• **To do**: The records follow. Retype them without a single change.

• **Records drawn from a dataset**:
----------
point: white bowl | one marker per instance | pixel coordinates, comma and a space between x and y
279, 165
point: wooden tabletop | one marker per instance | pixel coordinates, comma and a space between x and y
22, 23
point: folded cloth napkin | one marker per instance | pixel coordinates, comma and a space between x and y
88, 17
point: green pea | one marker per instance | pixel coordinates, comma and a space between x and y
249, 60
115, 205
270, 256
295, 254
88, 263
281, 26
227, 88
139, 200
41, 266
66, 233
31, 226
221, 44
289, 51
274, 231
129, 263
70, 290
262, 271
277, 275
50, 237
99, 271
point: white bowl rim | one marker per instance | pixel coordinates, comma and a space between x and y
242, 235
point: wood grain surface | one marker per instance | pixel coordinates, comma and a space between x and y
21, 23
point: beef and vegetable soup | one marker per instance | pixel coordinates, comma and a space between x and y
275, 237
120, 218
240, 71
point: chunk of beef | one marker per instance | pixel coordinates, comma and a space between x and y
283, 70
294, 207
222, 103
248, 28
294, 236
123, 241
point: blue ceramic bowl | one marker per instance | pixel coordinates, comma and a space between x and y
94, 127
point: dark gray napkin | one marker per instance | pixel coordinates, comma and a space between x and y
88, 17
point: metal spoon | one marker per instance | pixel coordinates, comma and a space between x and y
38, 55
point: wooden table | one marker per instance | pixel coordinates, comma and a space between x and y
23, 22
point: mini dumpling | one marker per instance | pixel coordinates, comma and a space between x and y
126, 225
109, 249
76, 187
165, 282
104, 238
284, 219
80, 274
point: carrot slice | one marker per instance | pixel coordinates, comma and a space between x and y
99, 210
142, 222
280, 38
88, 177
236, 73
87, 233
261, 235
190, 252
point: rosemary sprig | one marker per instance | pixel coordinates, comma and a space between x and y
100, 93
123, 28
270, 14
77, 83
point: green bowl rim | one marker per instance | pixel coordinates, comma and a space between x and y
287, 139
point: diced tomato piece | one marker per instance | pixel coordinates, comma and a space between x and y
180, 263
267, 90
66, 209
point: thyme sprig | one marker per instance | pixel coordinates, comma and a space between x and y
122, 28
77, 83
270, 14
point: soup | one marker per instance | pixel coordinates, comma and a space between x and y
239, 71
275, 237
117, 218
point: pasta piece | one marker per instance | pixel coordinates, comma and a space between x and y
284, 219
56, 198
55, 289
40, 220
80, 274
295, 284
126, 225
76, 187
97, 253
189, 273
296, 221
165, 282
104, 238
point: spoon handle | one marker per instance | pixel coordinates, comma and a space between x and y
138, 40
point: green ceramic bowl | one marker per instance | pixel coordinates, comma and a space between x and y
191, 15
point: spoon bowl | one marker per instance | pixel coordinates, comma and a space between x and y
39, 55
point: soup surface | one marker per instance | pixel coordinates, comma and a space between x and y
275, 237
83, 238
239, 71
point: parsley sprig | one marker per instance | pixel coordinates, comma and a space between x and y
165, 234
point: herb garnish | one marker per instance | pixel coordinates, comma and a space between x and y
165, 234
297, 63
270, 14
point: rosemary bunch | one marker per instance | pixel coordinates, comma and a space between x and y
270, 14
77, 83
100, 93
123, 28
----------
• **Worked solution**:
point: white bowl | one marker per instance | pixel coordinates, comma and a space between x and y
279, 165
point: wooden tabletop | one marker per instance | pixel coordinates, comma and a space between x and y
22, 23
point: folded cloth napkin | one marker per instance | pixel coordinates, comma and a space between x and y
88, 17
point: green pea | one marker per instance | pixel coordinates, comma and a space between x and y
249, 60
115, 205
270, 256
295, 254
88, 263
281, 26
227, 88
139, 200
41, 266
66, 233
31, 226
221, 44
289, 51
274, 231
129, 263
70, 290
262, 271
277, 275
50, 237
99, 271
point: white bowl rim | one marker per instance | pixel coordinates, comma and a space between x and y
242, 235
point: wood grain surface | one marker per instance | pixel coordinates, comma and a space between x and y
21, 23
point: beef and vegetable soup | one marker per instance | pixel coordinates, comma and a space between x and y
275, 237
120, 218
240, 71
point: chunk of beef | one marker per instance | pixel coordinates, comma and a space between x and y
283, 70
294, 207
222, 103
248, 28
294, 236
123, 241
point: blue ceramic bowl | one marker per instance | pixel coordinates, comma and a space between x and y
94, 127
point: dark gray napkin | one marker per instance | pixel coordinates, comma and a space between x and y
88, 17
point: metal spoon | one marker per instance | pixel coordinates, comma and a space between x and y
38, 55
point: wooden table | one marker per instance | pixel coordinates, comma and a space between x and y
23, 22
point: mini dumpling | one marker per instance | pixel coordinates, comma and a space between x and y
126, 225
109, 249
76, 187
165, 282
104, 238
284, 219
80, 274
point: carrot slice | one marker per instance | pixel coordinates, comma and a space between x and y
99, 210
142, 222
280, 38
88, 177
236, 73
87, 233
261, 235
190, 252
point: rosemary sprig | one marker per instance | pixel coordinates, comma and a space between x and y
100, 93
123, 28
270, 14
77, 83
point: green bowl rim | one marker per instance | pixel coordinates, comma and a space between x and y
287, 139
point: diced tomato piece | one marker per instance | pixel coordinates, comma and a space between x and y
180, 263
267, 90
66, 209
point: thyme sprig | one marker per instance | pixel coordinates, comma and a space between x and y
122, 28
77, 83
270, 14
point: soup | one marker per instance | pixel coordinates, comma and a space between x and y
239, 71
275, 237
117, 218
point: pasta piece | one marker per instance | pixel coordinates, comma and a space between x and y
284, 219
56, 198
55, 289
40, 220
80, 274
295, 284
126, 225
76, 187
97, 253
189, 273
296, 221
165, 282
104, 238
point: spoon handle | one marker per instance | pixel coordinates, comma and a space between x and y
138, 40
point: green ceramic bowl | one marker per instance | pixel coordinates, comma and a space between x and y
191, 15
point: spoon bowl | one marker per instance | pixel coordinates, comma and a space between x and y
39, 55
point: soup surface | one marker per instance | pixel coordinates, comma and a space between x and y
275, 237
83, 238
239, 71
point: parsley sprig | one marker per instance | pixel coordinates, comma and a space between x and y
165, 234
point: herb garnish | one marker per instance | pixel coordinates, comma and a space between x and y
165, 234
297, 63
270, 14
point: rosemary bunch | one marker per instance | pixel coordinates, comma and a space between x and y
270, 14
77, 83
100, 93
123, 28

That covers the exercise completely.